== TÂCHES DEMANDÉES ==
- a) Recopiez fidèlement le passage du texte sur la réforme de la santé qui va de «La sortie de» à «dans le raisonnement.».
- b) D'après le texte sur la réforme de la santé, combien d'Américains n'ont pas d'assurance maladie ?
- c) Rédigez la suite du texte sur la réforme de la santé, à partir de sa dernière phrase.
____ TEXTE DE L'EXERCICE
Oubliez l'élargissement de l'accès, l'amélioration de la couverture ou la réduction des coûts. Aux États-Unis, le débat sur la santé a déserté le terrain de la raison pour se transporter sur celui de la menace et de la peur. Un terrain pas mal plus glissant, pour lequel Barack Obama n'a pas d'aptitudes naturelles.

La sortie de Sarah Palin sur les «comités de la mort» est d'une mauvaise foi scandaleuse mais en matière de détournement de débat, c'est une réussite éclatante. Difficile de convaincre la population que votre réforme va améliorer l'accès aux soins quand une partie de celle-ci est convaincue que vous complotez pour débrancher les petites vieilles et les infirmes! La déclaration a beau avoir été démolie sur toutes les tribunes, le président Obama a dû passer la semaine à s'expliquer là-dessus. Et la section du projet de loi qui a donné lieu à cette interprétation délirante ne figurera probablement pas dans la version finale, a indiqué hier la secrétaire aux Services de Santé, Kathleen Sebelius. Les promoteurs de la réforme ont compris qu'il n'y avait pas de risque à prendre. Une peur irrationnelle n'est pas soluble dans le raisonnement.

 

Obama ne manque pas de bons arguments. Mais ils n'ont pas nécessairement le poids qu'on leur accorde chez nous. Plus de 46 millions d'Américains n'ont pas d'assurance maladie. Vu d'ici, le chiffre est ahurissant - c'est plus que la population du Canada au complet. Mais à l'échelle américaine, c'est moins d'une personne sur sept. Si vous n'êtes pas dans cette situation, c'est une donnée parmi d'autres dans votre réflexion. Vous risquez davantage de vous demander si vous pouvez garder votre couverture actuelle.
________
____ DONNÉES DE L'EXERCICE
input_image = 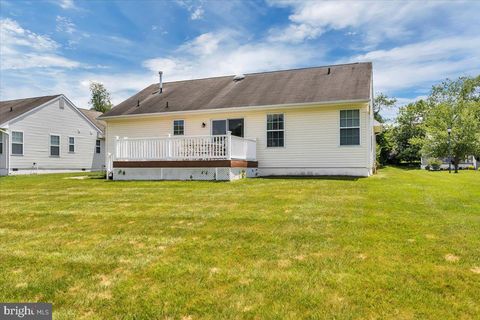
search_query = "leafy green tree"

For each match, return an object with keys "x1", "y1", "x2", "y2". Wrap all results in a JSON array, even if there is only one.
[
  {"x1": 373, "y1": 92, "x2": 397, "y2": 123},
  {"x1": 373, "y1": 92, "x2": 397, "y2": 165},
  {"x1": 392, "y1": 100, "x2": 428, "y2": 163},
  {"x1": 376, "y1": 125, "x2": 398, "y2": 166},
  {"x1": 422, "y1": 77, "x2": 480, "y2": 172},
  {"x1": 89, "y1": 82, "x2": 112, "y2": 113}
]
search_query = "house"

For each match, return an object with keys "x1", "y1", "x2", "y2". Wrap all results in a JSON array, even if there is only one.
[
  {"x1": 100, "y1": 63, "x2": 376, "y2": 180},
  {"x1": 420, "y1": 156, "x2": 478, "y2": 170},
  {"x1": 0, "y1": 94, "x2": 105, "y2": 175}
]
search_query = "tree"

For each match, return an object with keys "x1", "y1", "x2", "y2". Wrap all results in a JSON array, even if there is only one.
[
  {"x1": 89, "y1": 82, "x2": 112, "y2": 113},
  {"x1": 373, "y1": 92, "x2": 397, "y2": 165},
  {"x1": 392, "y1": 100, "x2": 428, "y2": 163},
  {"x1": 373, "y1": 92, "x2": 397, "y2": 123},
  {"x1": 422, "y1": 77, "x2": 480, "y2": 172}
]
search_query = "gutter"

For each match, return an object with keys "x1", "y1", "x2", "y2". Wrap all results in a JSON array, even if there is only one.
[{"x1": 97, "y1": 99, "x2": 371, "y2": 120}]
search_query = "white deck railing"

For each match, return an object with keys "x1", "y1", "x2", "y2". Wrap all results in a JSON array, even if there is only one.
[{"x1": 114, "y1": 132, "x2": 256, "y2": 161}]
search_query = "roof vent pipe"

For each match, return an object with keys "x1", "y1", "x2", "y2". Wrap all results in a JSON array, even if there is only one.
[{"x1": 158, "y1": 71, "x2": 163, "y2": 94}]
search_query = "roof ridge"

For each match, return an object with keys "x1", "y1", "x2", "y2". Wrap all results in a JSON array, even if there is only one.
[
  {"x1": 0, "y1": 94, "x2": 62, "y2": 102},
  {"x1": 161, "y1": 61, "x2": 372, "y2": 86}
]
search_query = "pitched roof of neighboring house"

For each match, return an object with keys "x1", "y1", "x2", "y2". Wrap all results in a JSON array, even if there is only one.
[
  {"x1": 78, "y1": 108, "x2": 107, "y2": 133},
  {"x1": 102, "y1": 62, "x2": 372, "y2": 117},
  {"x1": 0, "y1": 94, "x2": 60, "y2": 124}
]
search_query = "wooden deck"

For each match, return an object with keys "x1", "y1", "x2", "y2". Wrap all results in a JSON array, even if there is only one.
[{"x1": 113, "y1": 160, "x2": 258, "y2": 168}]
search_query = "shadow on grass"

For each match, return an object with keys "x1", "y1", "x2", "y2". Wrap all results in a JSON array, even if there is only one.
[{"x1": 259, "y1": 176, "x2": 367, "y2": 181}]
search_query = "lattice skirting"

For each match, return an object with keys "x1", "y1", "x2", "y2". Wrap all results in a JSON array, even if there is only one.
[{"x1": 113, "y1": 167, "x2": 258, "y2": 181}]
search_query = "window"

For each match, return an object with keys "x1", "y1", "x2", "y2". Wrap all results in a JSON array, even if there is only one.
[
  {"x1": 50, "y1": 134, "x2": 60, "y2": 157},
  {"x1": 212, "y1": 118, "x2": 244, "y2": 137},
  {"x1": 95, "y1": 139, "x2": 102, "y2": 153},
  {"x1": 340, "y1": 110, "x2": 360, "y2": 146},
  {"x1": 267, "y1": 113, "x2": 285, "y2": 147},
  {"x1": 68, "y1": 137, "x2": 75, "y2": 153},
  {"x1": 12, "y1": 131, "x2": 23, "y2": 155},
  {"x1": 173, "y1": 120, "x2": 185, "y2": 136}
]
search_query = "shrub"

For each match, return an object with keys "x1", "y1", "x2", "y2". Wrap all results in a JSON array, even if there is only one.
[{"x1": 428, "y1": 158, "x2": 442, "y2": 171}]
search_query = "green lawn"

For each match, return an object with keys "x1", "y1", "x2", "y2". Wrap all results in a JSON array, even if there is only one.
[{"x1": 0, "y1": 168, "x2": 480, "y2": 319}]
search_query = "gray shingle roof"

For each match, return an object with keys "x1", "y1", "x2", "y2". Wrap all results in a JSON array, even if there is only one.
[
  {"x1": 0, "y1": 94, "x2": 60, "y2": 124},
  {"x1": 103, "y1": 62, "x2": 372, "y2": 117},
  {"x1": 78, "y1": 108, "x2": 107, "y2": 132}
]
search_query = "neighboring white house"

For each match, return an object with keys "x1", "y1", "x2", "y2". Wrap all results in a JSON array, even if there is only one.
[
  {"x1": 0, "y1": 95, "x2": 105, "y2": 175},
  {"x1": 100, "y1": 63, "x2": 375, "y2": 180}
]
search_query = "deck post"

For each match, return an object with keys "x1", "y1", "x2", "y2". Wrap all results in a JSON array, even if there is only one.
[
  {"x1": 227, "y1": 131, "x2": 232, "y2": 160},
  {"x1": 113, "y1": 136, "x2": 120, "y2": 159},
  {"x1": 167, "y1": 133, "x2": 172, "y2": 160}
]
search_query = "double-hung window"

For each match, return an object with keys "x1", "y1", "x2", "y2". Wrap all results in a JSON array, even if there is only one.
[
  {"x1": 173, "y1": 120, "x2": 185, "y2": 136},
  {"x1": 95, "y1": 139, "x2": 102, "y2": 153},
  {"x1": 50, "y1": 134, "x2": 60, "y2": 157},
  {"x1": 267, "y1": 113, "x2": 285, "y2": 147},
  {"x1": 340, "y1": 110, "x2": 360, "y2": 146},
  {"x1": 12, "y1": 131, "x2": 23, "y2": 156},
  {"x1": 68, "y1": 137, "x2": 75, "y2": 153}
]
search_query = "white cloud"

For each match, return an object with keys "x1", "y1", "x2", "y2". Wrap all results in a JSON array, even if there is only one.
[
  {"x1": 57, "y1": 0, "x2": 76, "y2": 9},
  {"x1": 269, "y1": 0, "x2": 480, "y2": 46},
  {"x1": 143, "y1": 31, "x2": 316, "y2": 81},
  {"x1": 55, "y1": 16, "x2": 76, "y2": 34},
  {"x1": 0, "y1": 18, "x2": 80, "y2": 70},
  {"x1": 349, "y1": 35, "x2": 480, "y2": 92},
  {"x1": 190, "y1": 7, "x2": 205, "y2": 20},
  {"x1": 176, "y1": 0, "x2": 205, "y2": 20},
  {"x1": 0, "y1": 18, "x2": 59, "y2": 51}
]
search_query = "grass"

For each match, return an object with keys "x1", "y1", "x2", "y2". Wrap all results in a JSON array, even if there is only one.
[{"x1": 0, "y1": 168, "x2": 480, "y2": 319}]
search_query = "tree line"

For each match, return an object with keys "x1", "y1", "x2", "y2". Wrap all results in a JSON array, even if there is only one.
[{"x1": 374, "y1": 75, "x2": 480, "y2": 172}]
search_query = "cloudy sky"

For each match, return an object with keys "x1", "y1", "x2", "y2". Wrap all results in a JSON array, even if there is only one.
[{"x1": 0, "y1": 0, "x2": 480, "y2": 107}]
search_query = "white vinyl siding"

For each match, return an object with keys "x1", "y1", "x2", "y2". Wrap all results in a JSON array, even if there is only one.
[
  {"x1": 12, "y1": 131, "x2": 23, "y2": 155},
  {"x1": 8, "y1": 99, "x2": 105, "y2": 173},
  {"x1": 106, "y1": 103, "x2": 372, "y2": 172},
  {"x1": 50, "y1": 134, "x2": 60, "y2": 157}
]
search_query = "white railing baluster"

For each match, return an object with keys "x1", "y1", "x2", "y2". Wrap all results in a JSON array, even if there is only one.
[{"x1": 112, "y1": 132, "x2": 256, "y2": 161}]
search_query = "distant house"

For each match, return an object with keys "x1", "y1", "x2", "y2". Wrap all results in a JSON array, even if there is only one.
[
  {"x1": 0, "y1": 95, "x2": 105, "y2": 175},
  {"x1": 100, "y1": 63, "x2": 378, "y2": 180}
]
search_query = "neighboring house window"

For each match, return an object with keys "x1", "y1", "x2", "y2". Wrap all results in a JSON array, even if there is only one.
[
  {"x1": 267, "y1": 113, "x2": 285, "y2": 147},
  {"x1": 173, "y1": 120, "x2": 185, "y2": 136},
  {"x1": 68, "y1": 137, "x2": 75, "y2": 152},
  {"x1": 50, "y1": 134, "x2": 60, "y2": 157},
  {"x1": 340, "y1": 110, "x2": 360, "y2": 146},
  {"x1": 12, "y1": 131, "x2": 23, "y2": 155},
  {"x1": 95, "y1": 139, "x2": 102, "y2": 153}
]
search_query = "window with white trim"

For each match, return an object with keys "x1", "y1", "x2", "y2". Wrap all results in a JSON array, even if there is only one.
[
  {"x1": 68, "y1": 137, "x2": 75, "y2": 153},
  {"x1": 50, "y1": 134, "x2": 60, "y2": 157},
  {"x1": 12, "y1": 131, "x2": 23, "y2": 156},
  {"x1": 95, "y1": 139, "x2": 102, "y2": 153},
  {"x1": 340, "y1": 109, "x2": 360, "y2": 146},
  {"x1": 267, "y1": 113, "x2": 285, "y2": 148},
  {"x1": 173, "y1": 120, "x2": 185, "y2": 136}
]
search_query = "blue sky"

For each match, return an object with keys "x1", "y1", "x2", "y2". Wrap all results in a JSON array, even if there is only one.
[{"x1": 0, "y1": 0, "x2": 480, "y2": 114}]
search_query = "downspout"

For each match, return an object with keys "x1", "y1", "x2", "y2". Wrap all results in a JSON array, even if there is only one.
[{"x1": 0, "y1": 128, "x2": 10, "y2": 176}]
________
== RÉPONSES ATTENDUES ==
- a)
La sortie de Sarah Palin sur les «comités de la mort» est d'une mauvaise foi scandaleuse mais en matière de détournement de débat, c'est une réussite éclatante. Difficile de convaincre la population que votre réforme va améliorer l'accès aux soins quand une partie de celle-ci est convaincue que vous complotez pour débrancher les petites vieilles et les infirmes! La déclaration a beau avoir été démolie sur toutes les tribunes, le président Obama a dû passer la semaine à s'expliquer là-dessus. Et la section du projet de loi qui a donné lieu à cette interprétation délirante ne figurera probablement pas dans la version finale, a indiqué hier la secrétaire aux Services de Santé, Kathleen Sebelius. Les promoteurs de la réforme ont compris qu'il n'y avait pas de risque à prendre. Une peur irrationnelle n'est pas soluble dans le raisonnement.

- b) Plus de 46 millions d'Américains.

- c)
Le président ne cesse de le répéter: ceux qui sont satisfaits de leur police d'assurance pourront la garder. Logique, le gouvernement ne va pas choisir un assureur à la place du citoyen. Ce qui n'a pas empêché les opposants d'entreprendre une campagne de peur sur ce terrain-là aussi. Et ils n'ont pas tout à fait tort. Car la réforme, même si elle ne dicte pas avec qui faire affaire, incitera sans doute des entreprises à délaisser leur régime actuel. Or, ce n'est pas seulement leur couverture que les assurés risquent de perdre, mais leur médecin, auquel leur prochain assureur ne leur donnera pas nécessairement accès. Pour certains patients, comme les personnes âgées et les malades chroniques, c'est une perspective très inquiétante. Et aucun raisonnement n'y pourra rien changer.

Les défenseurs de la réforme rappellent que cela se produit déjà puisqu'il arrive régulièrement que des entreprises changent d'assureur. Ils ont raison. Sauf que ça ne rassurera personne.

Barack Obama parle constamment de ces chômeurs qui s'inquiètent de ne plus être assurés, et de ces assurés qui se voient refuser des soins. Qu'attend-il pour donner les détails de ces cas tragiques? Le pathos n'est peut-être pas son style, mais c'est sur ce terrain-là que le débat va se gagner.